-------- RECORDED INFORMATION --------

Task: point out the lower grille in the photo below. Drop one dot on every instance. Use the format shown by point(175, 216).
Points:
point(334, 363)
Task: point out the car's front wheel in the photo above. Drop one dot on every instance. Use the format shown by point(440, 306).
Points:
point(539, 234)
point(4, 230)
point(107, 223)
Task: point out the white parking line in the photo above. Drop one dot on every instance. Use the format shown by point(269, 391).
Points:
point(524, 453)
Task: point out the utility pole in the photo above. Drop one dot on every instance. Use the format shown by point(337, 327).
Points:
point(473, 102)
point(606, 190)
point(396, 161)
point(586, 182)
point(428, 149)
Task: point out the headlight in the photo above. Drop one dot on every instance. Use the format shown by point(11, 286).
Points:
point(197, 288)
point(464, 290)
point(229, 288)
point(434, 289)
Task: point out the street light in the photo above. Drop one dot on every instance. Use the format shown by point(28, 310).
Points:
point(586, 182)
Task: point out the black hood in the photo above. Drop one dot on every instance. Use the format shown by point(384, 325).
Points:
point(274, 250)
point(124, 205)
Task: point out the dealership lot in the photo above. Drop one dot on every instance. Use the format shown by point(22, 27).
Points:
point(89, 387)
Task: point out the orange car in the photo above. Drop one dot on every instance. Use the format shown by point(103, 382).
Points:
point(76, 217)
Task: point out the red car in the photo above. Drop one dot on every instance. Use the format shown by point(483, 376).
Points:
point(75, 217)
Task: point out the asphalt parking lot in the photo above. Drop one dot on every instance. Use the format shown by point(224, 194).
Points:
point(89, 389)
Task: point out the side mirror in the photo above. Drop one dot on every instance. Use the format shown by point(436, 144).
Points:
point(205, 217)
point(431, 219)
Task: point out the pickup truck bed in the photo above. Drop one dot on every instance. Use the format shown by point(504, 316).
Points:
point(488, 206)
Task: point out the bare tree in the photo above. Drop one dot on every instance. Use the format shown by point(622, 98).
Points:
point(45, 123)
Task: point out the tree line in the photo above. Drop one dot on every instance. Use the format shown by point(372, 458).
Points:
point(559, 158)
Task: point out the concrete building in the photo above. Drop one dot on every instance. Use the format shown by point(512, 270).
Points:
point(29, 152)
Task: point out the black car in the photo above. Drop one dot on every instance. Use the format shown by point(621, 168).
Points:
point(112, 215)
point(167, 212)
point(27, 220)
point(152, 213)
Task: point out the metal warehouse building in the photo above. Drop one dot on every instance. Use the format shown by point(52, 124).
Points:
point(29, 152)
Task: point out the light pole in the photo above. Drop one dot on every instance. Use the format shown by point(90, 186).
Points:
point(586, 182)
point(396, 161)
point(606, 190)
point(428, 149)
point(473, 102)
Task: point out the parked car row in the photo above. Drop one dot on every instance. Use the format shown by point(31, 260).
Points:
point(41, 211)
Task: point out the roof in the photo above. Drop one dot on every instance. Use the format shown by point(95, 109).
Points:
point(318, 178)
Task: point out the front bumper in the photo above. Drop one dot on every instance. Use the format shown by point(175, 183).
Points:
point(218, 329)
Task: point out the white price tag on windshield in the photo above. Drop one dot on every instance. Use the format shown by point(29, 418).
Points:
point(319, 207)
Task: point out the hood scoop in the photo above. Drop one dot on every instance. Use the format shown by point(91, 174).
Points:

--------

WHAT YOU NEED TO DO.
Write out only what runs from the line holding "Task: point out the hood" through the last line of the records, exactly as shown.

EXERCISE RESULT.
Task: point out the hood scoop in the photo above. Drop one dot on every instance. Use the format shown by point(91, 174).
Points:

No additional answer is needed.